- **SET EXERCISE A**
Answer these questions from the clamping structure excerpt.
(i) In what form may the first clamping portion 341 be?
(ii) What hole does the first side plate 21 have so that the first clamping portion 341 can cooperate with the second clamping portion 212?
(iii) Once the hard disk module 120 is assembled, into what is the protrusion 343 of the limiting member 34 inserted?

┌─ PAGE EXCERPT

In actual setting, the first clamping portion 341 may be disposed on a surface of the limiting member 34 facing the first side plate 21, the first clamping portion 341 may be in a hook form, the second clamping portion 212 may be disposed on a surface of the first side plate 21 facing the limiting member 34, the second clamping portion 212 may also be in a hook form, the first clamping portion 341 has an upward clamping surface, the second clamping portion 212 has a downward clamping surface, and when the clamping is limited, the clamping surface of the first clamping portion 341 abuts against the clamping surface of the second clamping portion 212, thereby limiting the relative positions of the limiting member 34 and the first side plate 21 in the up-down direction, and further realizing position locking of the handle 33 and the first side plate 21. As shown in fig. 8 to 10, to facilitate the cooperation between the first clamping portion 341 and the second clamping portion 212, the first side plate 21 further has an avoidance hole 213, so that the first clamping portion 341 extends into the avoidance hole 213 to cooperate with the second clamping portion 212.

In one implementation, when the limiting member 34 is in the locking position relative to the handle 33, the limiting member 34 has a protrusion 343 extending out of the handle 33, and a clamping hole 1121 matching with the protrusion 343 may be provided at a position corresponding to the front partition 112, as shown in fig. 10, so that, after the hard disk module 120 is assembled, the protrusion 343 of the limiting member 34 may be inserted into the clamping hole 1121 of the front partition 112, so as to limit the relative positions of the hard disk module 120 and the front partition 112, and improve the reliability of assembling the hard disk module 120.

└─

- **SET EXERCISE B**
In the rows, start at the line containing "Could you identify the paddleboarder" and end after the line containing "[0,1,450,299]". Rewrite those lines, switching "Could you identify" to "Can you locate" and leaving everything else unchanged.

┌─ SUPPLIED INFORMATION

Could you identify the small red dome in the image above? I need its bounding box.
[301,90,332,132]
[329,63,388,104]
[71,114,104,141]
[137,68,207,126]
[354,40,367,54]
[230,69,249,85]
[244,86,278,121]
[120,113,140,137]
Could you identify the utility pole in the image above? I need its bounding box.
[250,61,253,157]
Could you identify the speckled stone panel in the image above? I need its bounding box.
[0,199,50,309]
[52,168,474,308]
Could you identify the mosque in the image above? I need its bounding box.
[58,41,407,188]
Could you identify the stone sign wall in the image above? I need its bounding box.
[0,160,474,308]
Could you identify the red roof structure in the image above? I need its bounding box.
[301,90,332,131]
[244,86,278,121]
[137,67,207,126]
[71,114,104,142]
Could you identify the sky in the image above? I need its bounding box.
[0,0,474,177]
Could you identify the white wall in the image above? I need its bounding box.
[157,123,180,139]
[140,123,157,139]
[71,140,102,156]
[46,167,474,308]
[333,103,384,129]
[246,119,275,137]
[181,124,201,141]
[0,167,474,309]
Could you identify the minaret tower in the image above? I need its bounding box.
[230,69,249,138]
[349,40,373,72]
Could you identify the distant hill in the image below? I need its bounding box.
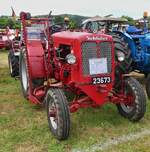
[34,14,89,26]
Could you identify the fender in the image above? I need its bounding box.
[26,40,46,79]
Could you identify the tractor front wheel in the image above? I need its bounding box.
[117,77,146,121]
[46,88,70,140]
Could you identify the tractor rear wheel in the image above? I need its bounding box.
[109,33,132,90]
[46,88,70,140]
[117,77,146,121]
[19,49,29,99]
[146,74,150,99]
[8,51,19,77]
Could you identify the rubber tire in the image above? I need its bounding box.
[8,51,19,77]
[146,74,150,99]
[45,88,70,140]
[109,32,132,90]
[117,77,146,122]
[19,49,29,99]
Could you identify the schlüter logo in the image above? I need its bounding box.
[87,36,108,41]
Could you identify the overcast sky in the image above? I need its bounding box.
[0,0,150,18]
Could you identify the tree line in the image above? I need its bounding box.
[0,14,144,29]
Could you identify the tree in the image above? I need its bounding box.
[121,15,135,25]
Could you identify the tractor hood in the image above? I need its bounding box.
[52,31,112,42]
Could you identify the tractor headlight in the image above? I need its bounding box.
[66,54,76,64]
[117,51,125,62]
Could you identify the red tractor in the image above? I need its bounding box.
[19,12,146,140]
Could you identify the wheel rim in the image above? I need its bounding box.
[120,103,134,113]
[48,102,58,130]
[21,54,28,91]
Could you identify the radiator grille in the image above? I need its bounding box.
[81,42,111,75]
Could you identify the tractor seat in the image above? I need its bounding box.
[130,34,145,39]
[126,26,143,34]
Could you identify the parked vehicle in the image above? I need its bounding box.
[19,12,146,140]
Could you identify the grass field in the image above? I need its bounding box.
[0,52,150,152]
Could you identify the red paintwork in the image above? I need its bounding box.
[18,13,135,112]
[0,40,6,49]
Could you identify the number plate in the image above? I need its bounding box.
[92,77,111,84]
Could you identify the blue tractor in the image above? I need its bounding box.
[82,13,150,98]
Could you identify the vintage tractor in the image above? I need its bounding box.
[82,13,150,98]
[19,12,146,140]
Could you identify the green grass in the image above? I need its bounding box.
[0,52,150,152]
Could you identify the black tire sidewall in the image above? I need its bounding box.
[46,88,70,140]
[117,77,146,121]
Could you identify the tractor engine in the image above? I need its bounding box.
[52,31,115,104]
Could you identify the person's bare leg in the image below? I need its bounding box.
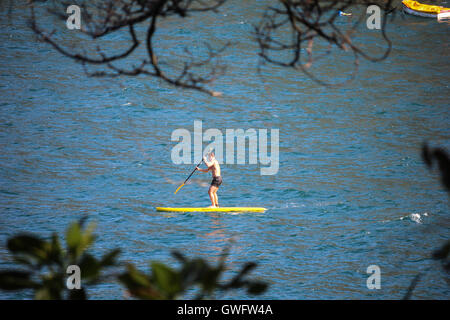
[208,186,216,208]
[214,189,219,208]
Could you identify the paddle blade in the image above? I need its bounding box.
[174,183,184,194]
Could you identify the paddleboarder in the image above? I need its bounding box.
[196,152,222,208]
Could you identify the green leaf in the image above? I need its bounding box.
[0,271,37,290]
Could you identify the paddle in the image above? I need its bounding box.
[174,158,203,194]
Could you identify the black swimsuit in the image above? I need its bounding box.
[211,176,222,188]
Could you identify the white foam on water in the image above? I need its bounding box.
[400,212,428,224]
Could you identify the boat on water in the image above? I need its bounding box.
[402,0,450,19]
[156,207,267,212]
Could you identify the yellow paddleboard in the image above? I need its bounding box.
[156,207,267,212]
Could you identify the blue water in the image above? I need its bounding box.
[0,1,450,299]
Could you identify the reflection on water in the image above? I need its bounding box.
[0,2,450,299]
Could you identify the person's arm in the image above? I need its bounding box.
[197,167,209,172]
[197,157,212,172]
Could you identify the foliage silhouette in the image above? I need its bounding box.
[0,218,267,300]
[0,218,120,300]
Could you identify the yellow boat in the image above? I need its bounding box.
[402,0,450,18]
[156,207,267,212]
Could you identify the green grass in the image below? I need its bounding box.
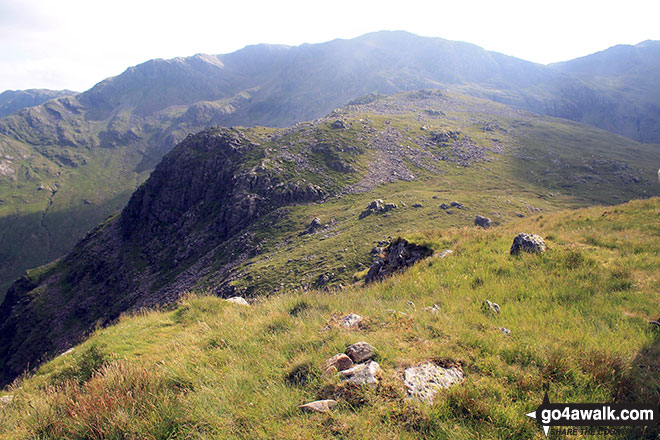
[0,198,660,439]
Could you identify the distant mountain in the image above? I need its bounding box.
[0,89,77,118]
[0,32,660,297]
[0,90,660,383]
[550,40,660,143]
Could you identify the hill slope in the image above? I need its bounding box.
[0,32,660,295]
[0,89,76,118]
[0,198,660,440]
[551,41,660,142]
[0,91,660,382]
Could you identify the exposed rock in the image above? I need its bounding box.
[365,238,433,283]
[481,299,500,313]
[360,199,396,219]
[403,362,464,405]
[298,399,337,412]
[321,353,353,374]
[474,215,492,229]
[330,119,349,130]
[339,361,382,386]
[510,232,546,255]
[340,313,364,328]
[303,217,323,234]
[346,342,376,364]
[226,296,250,306]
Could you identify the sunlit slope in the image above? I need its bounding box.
[0,198,660,439]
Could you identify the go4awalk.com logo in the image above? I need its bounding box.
[527,385,660,436]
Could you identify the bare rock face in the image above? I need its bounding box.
[346,342,376,364]
[403,362,463,405]
[510,233,546,255]
[365,238,433,283]
[474,215,492,229]
[298,399,337,412]
[340,361,382,386]
[321,353,353,374]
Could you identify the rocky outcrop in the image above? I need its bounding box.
[403,362,464,405]
[0,129,326,384]
[360,199,396,219]
[365,238,433,283]
[509,232,546,255]
[474,215,492,229]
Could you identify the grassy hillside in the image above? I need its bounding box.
[0,91,660,383]
[0,198,660,439]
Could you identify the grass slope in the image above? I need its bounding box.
[0,198,660,439]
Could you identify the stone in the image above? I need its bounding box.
[226,296,250,306]
[481,299,500,313]
[321,353,353,374]
[346,342,376,364]
[330,119,348,130]
[339,313,364,328]
[403,362,464,405]
[474,215,492,229]
[509,232,546,255]
[298,399,337,412]
[365,238,433,284]
[339,361,383,386]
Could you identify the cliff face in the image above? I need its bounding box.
[0,129,324,383]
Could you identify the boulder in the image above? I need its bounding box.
[339,361,383,386]
[298,399,337,412]
[509,232,546,255]
[321,353,353,374]
[403,362,464,405]
[365,238,433,283]
[330,119,348,130]
[481,299,500,314]
[346,342,376,364]
[226,296,250,306]
[339,313,364,328]
[474,215,492,229]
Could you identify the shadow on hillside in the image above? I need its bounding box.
[617,328,660,440]
[0,192,131,303]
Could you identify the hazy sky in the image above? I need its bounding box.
[0,0,660,91]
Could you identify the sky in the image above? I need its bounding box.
[0,0,660,91]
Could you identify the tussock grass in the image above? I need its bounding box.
[0,198,660,439]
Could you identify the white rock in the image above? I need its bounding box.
[403,362,463,405]
[340,313,364,328]
[340,361,383,386]
[346,342,376,364]
[298,399,337,412]
[226,296,250,306]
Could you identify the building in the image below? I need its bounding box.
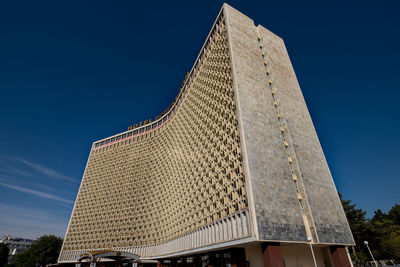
[59,4,354,266]
[0,235,34,263]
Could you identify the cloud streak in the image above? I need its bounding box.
[0,204,70,239]
[0,182,74,204]
[15,157,76,182]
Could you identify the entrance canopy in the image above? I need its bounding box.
[76,250,139,263]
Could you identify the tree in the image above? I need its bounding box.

└─

- **EXERCISE OUTPUT A**
(i) A hook form.
(ii) An avoidance hole 213.
(iii) The clamping hole 1121 of the front partition 112.

- **EXERCISE OUTPUT B**
Can you locate the paddleboarder in the image above? I need its bounding box.
[196,152,222,208]
Can you locate the green leaf in the image above? I need its bounding box.
[0,271,37,290]
Can you locate the paddle in the image above? I need its bounding box.
[174,158,203,194]
Can you locate the black swimsuit in the image above? I need its bounding box.
[211,176,222,188]
Can you locate the white foam on water in the image above? I need its bounding box.
[400,212,428,224]
Can you locate the boat on water in the image above? I need its bounding box.
[402,0,450,19]
[156,207,267,212]
Can you locate the yellow paddleboard in the image above? I need its bounding box.
[156,207,267,212]
Can you locate the blue water in the image above? I need its bounding box.
[0,1,450,299]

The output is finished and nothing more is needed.